- EXERCISE TASK: In the items from the line with "Would you be able to tag each instance of the seated" up to and including the last line of the items, switch "marker" to "point" and give those lines again with everything else unchanged.

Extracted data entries
_ _ _ _ _

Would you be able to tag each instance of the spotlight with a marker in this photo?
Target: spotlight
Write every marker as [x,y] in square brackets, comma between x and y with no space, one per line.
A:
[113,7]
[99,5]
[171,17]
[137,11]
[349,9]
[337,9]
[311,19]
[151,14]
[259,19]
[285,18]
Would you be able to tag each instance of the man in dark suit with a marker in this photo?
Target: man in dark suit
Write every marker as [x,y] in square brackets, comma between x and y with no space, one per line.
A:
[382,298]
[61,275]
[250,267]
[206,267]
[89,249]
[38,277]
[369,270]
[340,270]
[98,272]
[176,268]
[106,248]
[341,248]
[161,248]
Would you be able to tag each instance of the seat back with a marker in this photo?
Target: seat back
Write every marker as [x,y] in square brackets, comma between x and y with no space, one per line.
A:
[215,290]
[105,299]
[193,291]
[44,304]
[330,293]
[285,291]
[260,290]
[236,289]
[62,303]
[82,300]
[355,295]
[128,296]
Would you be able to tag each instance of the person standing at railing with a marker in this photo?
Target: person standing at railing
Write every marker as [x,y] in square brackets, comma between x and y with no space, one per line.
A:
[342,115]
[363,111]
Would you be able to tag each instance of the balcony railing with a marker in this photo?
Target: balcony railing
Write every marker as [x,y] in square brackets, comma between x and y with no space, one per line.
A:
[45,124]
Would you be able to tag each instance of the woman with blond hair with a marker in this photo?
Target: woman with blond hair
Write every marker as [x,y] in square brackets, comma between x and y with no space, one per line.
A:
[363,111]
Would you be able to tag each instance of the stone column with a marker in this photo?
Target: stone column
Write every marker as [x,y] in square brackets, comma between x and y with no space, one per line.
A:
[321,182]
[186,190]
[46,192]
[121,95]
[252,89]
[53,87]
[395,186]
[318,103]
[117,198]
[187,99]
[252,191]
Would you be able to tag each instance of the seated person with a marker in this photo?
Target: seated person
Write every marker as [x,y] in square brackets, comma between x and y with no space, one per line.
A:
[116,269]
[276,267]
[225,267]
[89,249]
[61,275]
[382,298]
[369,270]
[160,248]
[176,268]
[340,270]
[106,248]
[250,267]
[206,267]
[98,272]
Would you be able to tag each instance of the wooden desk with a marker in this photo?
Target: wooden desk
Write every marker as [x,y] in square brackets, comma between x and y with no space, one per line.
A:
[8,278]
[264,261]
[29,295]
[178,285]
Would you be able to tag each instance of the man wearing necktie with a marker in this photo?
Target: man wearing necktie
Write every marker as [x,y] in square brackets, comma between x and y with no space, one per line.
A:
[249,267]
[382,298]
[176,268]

_ _ _ _ _

- TASK RESULT:
Would you be able to tag each instance of the seated person with a point in this photo?
Target: seated person
Write every point as [x,y] in square brackets, comma between x and y with no space, one per line.
A:
[116,269]
[276,267]
[225,267]
[89,249]
[61,275]
[382,298]
[369,270]
[160,248]
[176,268]
[340,270]
[106,248]
[250,267]
[206,267]
[98,272]
Would you be able to tag each instance of the wooden desk with a point in this photo?
Target: wooden desk
Write every point as [x,y] in square brackets, comma between x and y with no space, one per line.
A:
[8,278]
[264,261]
[29,295]
[178,285]
Would you be able to tag each instance of the man wearing necktie with a point in this photo?
Target: man wearing necktie
Write every point as [x,y] in square brackets, comma between x and y with no space, one per line.
A:
[249,267]
[382,298]
[176,268]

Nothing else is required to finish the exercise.